What you have to do — Output every line of the records below unchanged, but leave out the pictures.

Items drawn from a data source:
● ● ●
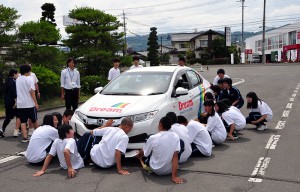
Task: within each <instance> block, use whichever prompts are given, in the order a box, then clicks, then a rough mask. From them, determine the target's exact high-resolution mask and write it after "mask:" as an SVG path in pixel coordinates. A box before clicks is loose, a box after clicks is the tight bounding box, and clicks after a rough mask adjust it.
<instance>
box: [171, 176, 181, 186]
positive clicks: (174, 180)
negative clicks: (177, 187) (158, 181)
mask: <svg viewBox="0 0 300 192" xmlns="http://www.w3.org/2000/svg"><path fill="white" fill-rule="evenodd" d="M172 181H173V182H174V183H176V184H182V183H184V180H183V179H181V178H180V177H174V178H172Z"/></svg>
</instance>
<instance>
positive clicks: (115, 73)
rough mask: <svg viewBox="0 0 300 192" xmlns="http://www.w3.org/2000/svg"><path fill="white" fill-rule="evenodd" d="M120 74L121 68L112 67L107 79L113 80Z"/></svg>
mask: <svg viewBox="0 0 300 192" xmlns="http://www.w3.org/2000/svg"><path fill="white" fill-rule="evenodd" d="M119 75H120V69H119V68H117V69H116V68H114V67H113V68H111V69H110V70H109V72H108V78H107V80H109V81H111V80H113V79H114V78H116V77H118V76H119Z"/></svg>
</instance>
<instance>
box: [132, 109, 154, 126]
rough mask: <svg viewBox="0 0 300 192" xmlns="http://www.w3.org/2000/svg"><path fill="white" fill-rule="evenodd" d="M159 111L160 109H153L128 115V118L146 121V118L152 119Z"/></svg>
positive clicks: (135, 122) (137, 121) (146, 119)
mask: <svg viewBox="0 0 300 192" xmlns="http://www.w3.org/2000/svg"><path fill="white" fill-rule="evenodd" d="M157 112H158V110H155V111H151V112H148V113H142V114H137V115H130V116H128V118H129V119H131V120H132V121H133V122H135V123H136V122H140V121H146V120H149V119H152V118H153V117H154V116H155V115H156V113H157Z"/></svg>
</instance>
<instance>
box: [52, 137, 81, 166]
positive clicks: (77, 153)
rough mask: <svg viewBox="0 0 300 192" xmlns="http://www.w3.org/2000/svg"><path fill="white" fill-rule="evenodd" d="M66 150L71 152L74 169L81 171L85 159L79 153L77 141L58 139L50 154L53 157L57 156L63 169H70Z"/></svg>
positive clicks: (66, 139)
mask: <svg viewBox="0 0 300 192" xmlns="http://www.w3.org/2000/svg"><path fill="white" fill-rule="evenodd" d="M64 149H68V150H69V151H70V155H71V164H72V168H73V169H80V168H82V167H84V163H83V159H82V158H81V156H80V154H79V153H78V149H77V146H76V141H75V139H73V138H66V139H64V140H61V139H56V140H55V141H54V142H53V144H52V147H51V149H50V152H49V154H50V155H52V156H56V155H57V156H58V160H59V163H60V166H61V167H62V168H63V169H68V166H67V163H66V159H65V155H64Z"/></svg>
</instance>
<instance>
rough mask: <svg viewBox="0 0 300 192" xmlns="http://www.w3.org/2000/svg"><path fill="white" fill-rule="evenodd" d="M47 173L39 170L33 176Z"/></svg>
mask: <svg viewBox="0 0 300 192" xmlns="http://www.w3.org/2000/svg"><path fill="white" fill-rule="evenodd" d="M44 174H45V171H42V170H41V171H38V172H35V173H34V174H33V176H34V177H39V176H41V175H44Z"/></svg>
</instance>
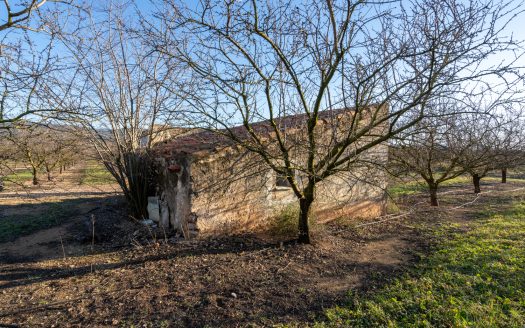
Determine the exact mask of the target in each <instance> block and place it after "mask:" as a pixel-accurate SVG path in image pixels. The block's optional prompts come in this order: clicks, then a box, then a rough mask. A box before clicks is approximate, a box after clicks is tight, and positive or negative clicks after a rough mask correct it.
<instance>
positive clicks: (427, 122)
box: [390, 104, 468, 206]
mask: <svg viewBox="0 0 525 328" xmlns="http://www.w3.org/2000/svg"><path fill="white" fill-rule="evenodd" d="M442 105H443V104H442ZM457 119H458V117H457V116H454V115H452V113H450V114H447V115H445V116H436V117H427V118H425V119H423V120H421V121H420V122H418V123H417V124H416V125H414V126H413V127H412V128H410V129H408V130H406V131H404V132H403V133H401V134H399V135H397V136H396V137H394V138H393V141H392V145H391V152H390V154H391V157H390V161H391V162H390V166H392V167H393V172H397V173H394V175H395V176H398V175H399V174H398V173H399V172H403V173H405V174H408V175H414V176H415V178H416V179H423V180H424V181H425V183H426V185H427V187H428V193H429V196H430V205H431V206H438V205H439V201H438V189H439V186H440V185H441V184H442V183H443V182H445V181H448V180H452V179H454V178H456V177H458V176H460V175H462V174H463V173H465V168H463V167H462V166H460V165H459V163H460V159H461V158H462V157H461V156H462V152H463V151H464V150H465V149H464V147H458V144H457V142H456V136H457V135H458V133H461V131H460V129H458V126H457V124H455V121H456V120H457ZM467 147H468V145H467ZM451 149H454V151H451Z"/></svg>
● ● ●
Exercise response —
Task: within each <instance> block, use whichever prompts are given, in the order a box, then clicks, then a rough mask. From them, determine the target's exact high-resolution mask and write it after "mask:" as an SVG path in pixel coordinates. A box before clicks is loose, a box after clicks is the tight bounding box, and clicks after a rough mask adjust it.
<instance>
box: [171, 176, 181, 186]
positive clicks: (174, 180)
negative clicks: (177, 187) (158, 181)
mask: <svg viewBox="0 0 300 192" xmlns="http://www.w3.org/2000/svg"><path fill="white" fill-rule="evenodd" d="M172 181H173V182H174V183H176V184H182V183H184V180H183V179H181V178H180V177H174V178H172Z"/></svg>
</instance>
<instance>
positive clicks: (115, 73)
rough mask: <svg viewBox="0 0 300 192" xmlns="http://www.w3.org/2000/svg"><path fill="white" fill-rule="evenodd" d="M120 74L121 68L112 67L107 79L113 80Z"/></svg>
mask: <svg viewBox="0 0 300 192" xmlns="http://www.w3.org/2000/svg"><path fill="white" fill-rule="evenodd" d="M119 75H120V69H119V68H117V69H116V68H114V67H113V68H111V69H110V70H109V72H108V78H107V80H109V81H111V80H113V79H114V78H116V77H118V76H119Z"/></svg>
</instance>
<instance>
box: [132, 109, 154, 126]
rough mask: <svg viewBox="0 0 300 192" xmlns="http://www.w3.org/2000/svg"><path fill="white" fill-rule="evenodd" d="M159 111L160 109H153L128 115V118L146 121V118L152 119Z"/></svg>
positive clicks: (135, 122) (137, 121) (146, 119)
mask: <svg viewBox="0 0 300 192" xmlns="http://www.w3.org/2000/svg"><path fill="white" fill-rule="evenodd" d="M157 112H158V110H155V111H151V112H148V113H142V114H137V115H130V116H128V118H129V119H131V120H132V121H133V122H135V123H136V122H140V121H146V120H149V119H152V118H153V117H154V116H155V115H156V113H157Z"/></svg>
</instance>
<instance>
box: [52, 137, 81, 166]
positive clicks: (77, 153)
rough mask: <svg viewBox="0 0 300 192" xmlns="http://www.w3.org/2000/svg"><path fill="white" fill-rule="evenodd" d="M66 150L71 152L74 169L81 171L85 159L79 153L77 141L58 139L50 154L53 157L57 156L63 169H70Z"/></svg>
positive clicks: (66, 139)
mask: <svg viewBox="0 0 300 192" xmlns="http://www.w3.org/2000/svg"><path fill="white" fill-rule="evenodd" d="M64 149H68V150H69V151H70V155H71V164H72V168H73V169H80V168H82V167H84V163H83V159H82V158H81V156H80V154H79V153H78V149H77V146H76V141H75V139H73V138H66V139H64V140H61V139H56V140H55V141H54V142H53V144H52V147H51V149H50V152H49V154H50V155H52V156H56V155H57V156H58V160H59V163H60V166H61V167H62V168H63V169H68V166H67V163H66V159H65V155H64Z"/></svg>
</instance>
<instance>
rough mask: <svg viewBox="0 0 300 192" xmlns="http://www.w3.org/2000/svg"><path fill="white" fill-rule="evenodd" d="M47 173L39 170L33 176Z"/></svg>
mask: <svg viewBox="0 0 300 192" xmlns="http://www.w3.org/2000/svg"><path fill="white" fill-rule="evenodd" d="M44 174H45V171H42V170H41V171H38V172H35V173H34V174H33V176H34V177H39V176H41V175H44Z"/></svg>
</instance>
Determine the exact mask of the target in each <instance> block and place it after "mask:" as a pixel-accurate SVG path in image pixels. The block's optional prompts come in this order: clicks, then a box, then a rough mask. A box before clicks is approximate, a box after clicks is tight, and positive or negative clicks after a rough mask correct it.
<instance>
positive clicks: (427, 122)
box: [390, 104, 468, 206]
mask: <svg viewBox="0 0 525 328" xmlns="http://www.w3.org/2000/svg"><path fill="white" fill-rule="evenodd" d="M442 105H443V104H442ZM457 119H458V117H457V116H454V115H452V113H450V114H447V115H445V116H436V117H427V118H425V119H423V120H421V121H420V122H418V123H417V124H416V125H414V126H413V127H412V128H410V129H408V130H406V131H404V132H403V133H401V134H399V135H397V136H396V137H394V138H393V141H392V145H391V152H390V154H391V157H390V161H391V162H390V166H392V167H393V172H397V173H394V175H395V176H398V175H399V174H398V173H399V172H403V173H405V174H408V175H414V176H415V178H416V179H423V180H424V181H425V183H426V185H427V187H428V193H429V196H430V205H431V206H438V205H439V201H438V189H439V186H440V185H441V184H442V183H443V182H445V181H448V180H452V179H454V178H456V177H458V176H460V175H462V174H463V173H465V168H463V167H462V166H460V165H459V163H460V159H461V158H462V157H461V156H462V152H463V151H464V150H465V149H464V147H458V144H457V142H456V136H457V135H458V133H461V131H460V129H458V126H457V124H455V121H456V120H457ZM467 147H468V145H467ZM451 149H454V151H451Z"/></svg>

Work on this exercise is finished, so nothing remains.